- Texto
Atualmente têm surgido novos biomarcadores, como os testes de ativação basofílica, cujo objetivo é reduzir a necessidade de procedimentos in vivo3. Os testes de ativação basofílica têm sido utilizados na prática clínica para confirmar o diagnóstico, avaliar a elegibilidade para tratamento com imunoterapia com alergénios ou tratamento imunomodulador ou para monitorizar a história natural da doença alérgica3. Apesar de este método estar a ser alvo de intenso estudo científico, a sua aplicação generalizada na prática clínica é limitada, dada a necessidade de validação analítica do método, validação clínica e, adicionalmente, pela dificuldade ao seu acesso de forma generalizada e difícil implementação, particularmente em pequenos centros.
São necessários novos biomarcadores mais disponíveis e acessíveis que, ao serem integrados em algoritmos e sistemas de suporte de decisão clínica4, consigam então melhorar a nossa capacidade de diagnóstico, atingindo um balanço ótimo entre o risco e benefício. A alguns destes biomarcadores já temos acesso de forma mais generalizada, nomeadamente à avaliação com IgG, nomeadamente da IgG específica e a correlação IgE/IgG.
Na alergia a veneno de himenópteros os valores de IgG4 específica mostraram correlacionar-se com cenários clínicos específicos2. Contudo, a evidência relativa à interpretação da relação entre a IgE específica e a IgG é escassa. No artigo deste número da RPIA, Beltrão et al. avalia a resposta IgE e IgG específica a Aspergillus fumigatus na distinção de diferentes espetros clínicos de patologia respiratória associada a sensibilização a A fumigatus.

- Dados fornecidos
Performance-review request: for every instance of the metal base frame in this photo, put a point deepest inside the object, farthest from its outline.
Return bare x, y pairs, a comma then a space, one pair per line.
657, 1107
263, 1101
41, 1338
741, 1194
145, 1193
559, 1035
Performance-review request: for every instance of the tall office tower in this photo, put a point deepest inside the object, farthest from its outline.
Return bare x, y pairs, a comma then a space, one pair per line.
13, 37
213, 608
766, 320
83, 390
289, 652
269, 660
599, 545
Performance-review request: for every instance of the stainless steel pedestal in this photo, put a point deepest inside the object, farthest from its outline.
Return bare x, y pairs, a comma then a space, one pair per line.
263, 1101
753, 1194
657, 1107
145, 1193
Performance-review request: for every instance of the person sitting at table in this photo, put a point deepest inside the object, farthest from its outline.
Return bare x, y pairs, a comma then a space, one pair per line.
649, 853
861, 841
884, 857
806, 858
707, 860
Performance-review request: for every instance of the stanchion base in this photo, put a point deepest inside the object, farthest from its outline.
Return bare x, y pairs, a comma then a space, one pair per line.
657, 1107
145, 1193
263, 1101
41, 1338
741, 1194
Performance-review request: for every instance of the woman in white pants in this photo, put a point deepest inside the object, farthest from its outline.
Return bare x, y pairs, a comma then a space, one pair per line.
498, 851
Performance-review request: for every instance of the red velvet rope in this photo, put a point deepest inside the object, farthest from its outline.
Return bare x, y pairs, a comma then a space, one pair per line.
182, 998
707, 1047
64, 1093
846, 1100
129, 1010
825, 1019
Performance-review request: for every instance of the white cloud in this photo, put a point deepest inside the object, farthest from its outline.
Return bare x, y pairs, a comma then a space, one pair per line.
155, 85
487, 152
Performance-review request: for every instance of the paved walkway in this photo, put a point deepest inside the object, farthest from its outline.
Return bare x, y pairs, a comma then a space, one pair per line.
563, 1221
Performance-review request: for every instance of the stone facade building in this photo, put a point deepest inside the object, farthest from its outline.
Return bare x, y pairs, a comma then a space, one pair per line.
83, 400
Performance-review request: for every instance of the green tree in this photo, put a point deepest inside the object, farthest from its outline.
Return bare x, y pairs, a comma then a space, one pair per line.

- O que fazer
1. Transcreva sem alterações o trecho do texto sobre biomarcadores que começa em "Atualmente têm surgido" e segue até "em pequenos centros.".
2. Responda a estas perguntas com base no texto sobre biomarcadores.
(a) Que testes são dados como exemplo de novos biomarcadores que visam reduzir a necessidade de procedimentos in vivo?
(b) Em que alergia os valores de IgG4 específica mostraram correlacionar-se com cenários clínicos específicos?
(c) A que agente Beltrão et al. avaliam a resposta IgE e IgG específica?
As linhas não têm qualquer papel no que se pede aqui.

- Respostas por tarefa
1.
Atualmente têm surgido novos biomarcadores, como os testes de ativação basofílica, cujo objetivo é reduzir a necessidade de procedimentos in vivo3. Os testes de ativação basofílica têm sido utilizados na prática clínica para confirmar o diagnóstico, avaliar a elegibilidade para tratamento com imunoterapia com alergénios ou tratamento imunomodulador ou para monitorizar a história natural da doença alérgica3. Apesar de este método estar a ser alvo de intenso estudo científico, a sua aplicação generalizada na prática clínica é limitada, dada a necessidade de validação analítica do método, validação clínica e, adicionalmente, pela dificuldade ao seu acesso de forma generalizada e difícil implementação, particularmente em pequenos centros.

2.
(a) Os testes de ativação basofílica.
(b) Na alergia a veneno de himenópteros.
(c) A Aspergillus fumigatus.